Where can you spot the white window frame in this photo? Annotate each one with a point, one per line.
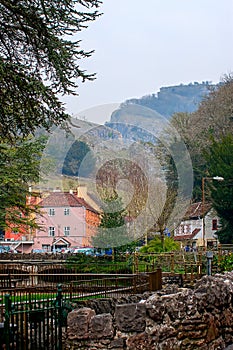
(66, 211)
(51, 231)
(66, 230)
(51, 211)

Directions for this task: Output the entries exactly as they appear, with no pictures included.

Answer to the problem:
Where can you spot the white window frame in this photo? Annotate each one with a point, one per line.
(66, 211)
(51, 231)
(66, 230)
(51, 211)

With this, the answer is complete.